▶ Data entries
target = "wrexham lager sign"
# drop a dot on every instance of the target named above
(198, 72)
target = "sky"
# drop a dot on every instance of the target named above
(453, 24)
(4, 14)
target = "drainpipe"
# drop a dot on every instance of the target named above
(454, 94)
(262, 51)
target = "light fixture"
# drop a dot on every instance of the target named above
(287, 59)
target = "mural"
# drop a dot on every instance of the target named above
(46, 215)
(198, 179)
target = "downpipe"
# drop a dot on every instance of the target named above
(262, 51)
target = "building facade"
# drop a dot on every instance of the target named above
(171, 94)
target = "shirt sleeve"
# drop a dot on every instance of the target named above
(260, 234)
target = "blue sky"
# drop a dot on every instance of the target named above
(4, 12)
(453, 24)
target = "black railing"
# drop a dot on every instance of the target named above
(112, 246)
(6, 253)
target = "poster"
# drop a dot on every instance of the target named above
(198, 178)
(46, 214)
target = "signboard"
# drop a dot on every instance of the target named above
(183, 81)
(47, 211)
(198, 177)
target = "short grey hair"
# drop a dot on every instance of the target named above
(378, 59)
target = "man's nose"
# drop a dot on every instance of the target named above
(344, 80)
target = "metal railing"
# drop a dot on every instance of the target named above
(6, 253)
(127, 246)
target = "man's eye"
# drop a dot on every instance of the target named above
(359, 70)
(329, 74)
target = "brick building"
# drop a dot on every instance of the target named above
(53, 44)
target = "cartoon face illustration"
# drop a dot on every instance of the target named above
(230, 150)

▶ Directive
Extract all of the data above and output it character for character.

▶ The reply
target = "wrexham lager sign"
# drop a dot on every instance of the target named above
(198, 72)
target = "sky"
# drop a dot on every instance of the target named above
(453, 24)
(4, 14)
target = "drainpipe"
# drop a dot on every instance of the target named above
(454, 94)
(262, 51)
target = "light fixture"
# drop a dot on every instance of the target named above
(287, 59)
target = "mural"
# drop a dot on every instance of the target named above
(46, 215)
(198, 179)
target = "downpipe"
# drop a dot on every instance of the target named above
(262, 51)
target = "building facade"
# drop a dot on every instance of the target named above
(171, 94)
target = "shirt sleeve"
# drop a dot on every instance of the target named above
(260, 234)
target = "blue sky"
# drop a dot on every instance of the target named above
(4, 12)
(453, 24)
target = "black railing"
# drop a dot on every instance of the target named above
(112, 246)
(6, 253)
target = "poster"
# drop a dot on every instance of the target named above
(198, 178)
(46, 214)
target = "signboard"
# drop a dot on every instance of the target named above
(183, 81)
(47, 211)
(198, 177)
target = "short grey hair"
# drop a dot on every instance of the target named above
(378, 59)
target = "man's nose"
# drop a dot on every instance of the target named above
(344, 80)
target = "metal railing"
# drop a dot on every instance of the target named above
(6, 253)
(127, 246)
target = "man's eye"
# drop a dot on every instance of the target named above
(359, 70)
(329, 74)
target = "brick building"
# drop a dot on every instance of the target named above
(53, 44)
target = "cartoon face illustration"
# drop a dot on every instance of the target named above
(230, 150)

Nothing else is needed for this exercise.